◆ **EXERCISE PASSAGE**:
»»
Mandy Gurney, founder of Millpond Children’s Sleep Clinic, has seen a 30% rise in referrals of school-aged children in the last 12 months. Lisa Artis of the Sleep Council also said there had been a “noticeable rise” in sleep deprivation among school children. “A change in the school day would be beneficial to teenagers, but it would take a massive campaign for it to happen. The school day is designed to fit in with the standard working day.”

School leaders are increasingly raising concerns about overtired children, both in secondary schools and the upper end of primary schools, according to James Bowen, director of NAHT Edge, an offshoot of the head teachers’ union.

But there was not enough “hard evidence” to justify the “drastic step” of changing school hours, he added. “The bottom line is that school leaders are very interested in any approach that may have a positive impact on pupils’ learning, but there are significant logistical barriers to changing the school day” especially for working families, he said.

The Education Endowment Foundation funds Teensleep, by Oxford and Durham universities. Teensleep wanted to evaluate the impact of a later start to the school day, but not enough schools signed up for a trial. Now it is examining the consequences of “sleep education” in schools, with the results due to be published in the spring.

Guidance in providing sleep lessons for pupils aged seven to 16 was rolled out to teachers last month.

Scientists say that humans’ circadian rhythms – the body clock that manages the cycle of sleep and wakefulness – change in adolescence. The cycle shifts two hours in teenagers which means that they are wired to go to sleep and wake up later. “It’s like they’re in a different time zone,” said Dr Michael Farquhar, a consultant in paediatric sleep medicine at the Evelina children’s hospital in London.

“We’re asking them to get up before their body clock is ready, because that’s the way the adult world works. So most teenagers end up sleep-deprived.”

Sleep is the “strongest predictor of wellbeing among teenagers”, said Russell Viner, professor of adolescent health at University College London and president of the Royal College of Paediatrics and Child Health.

He co-authored a paper, published in the British Medical Journal in November, based on a study of more than 120,000 15-year-olds which pointed to increasing evidence of the dangers of inadequate sleep.

“When we think about all the things parents worry about, the effects of sleep are about four times higher than the effects of smartphone use,” he said. “There is major development of the brain in puberty. We need to go back to basics: more focus on sleep, physical activity and diet.”

Farquhar said: “If we could rewire the world to suit teenagers, we’d see benefits. But there are practical difficulties in doing that. So, as a start, schools could not schedule double maths at 8.30am and perhaps make PE the first lesson of the day.”
««
◆ **BRIEF**:
Answer these questions from the text on teenage sleep and the school day:
1. By what percentage have referrals of school-aged children to Millpond Children’s Sleep Clinic risen in the last 12 months?
2. By how many hours does the sleep cycle shift in teenagers?
3. How many 15-year-olds were in the study behind the paper published in the British Medical Journal?

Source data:
»»
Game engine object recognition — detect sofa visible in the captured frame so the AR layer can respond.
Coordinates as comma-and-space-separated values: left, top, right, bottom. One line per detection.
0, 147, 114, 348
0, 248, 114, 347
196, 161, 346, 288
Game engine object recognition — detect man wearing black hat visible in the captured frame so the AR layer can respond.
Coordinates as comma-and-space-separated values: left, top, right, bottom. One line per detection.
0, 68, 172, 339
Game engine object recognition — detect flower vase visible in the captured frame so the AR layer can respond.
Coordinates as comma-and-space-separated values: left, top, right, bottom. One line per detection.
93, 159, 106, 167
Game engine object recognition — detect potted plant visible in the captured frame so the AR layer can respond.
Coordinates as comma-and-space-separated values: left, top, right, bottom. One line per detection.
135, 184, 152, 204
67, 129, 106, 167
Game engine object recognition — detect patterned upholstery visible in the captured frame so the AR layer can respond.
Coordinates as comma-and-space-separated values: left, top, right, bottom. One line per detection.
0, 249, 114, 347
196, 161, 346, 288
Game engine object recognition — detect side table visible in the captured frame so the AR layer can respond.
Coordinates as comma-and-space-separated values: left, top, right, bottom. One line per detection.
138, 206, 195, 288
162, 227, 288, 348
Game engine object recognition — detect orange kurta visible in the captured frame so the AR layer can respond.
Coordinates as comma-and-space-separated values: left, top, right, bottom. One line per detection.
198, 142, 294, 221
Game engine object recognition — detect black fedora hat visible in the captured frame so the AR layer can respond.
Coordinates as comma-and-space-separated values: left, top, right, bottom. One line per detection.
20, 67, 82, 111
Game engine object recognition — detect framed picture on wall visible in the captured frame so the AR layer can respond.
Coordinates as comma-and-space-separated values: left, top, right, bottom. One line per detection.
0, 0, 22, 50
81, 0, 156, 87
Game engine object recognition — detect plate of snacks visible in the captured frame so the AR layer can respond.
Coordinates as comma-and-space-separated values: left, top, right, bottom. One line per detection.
««
◆ **ANSWER BOX**:
1. 30%
2. Two hours
3. More than 120,000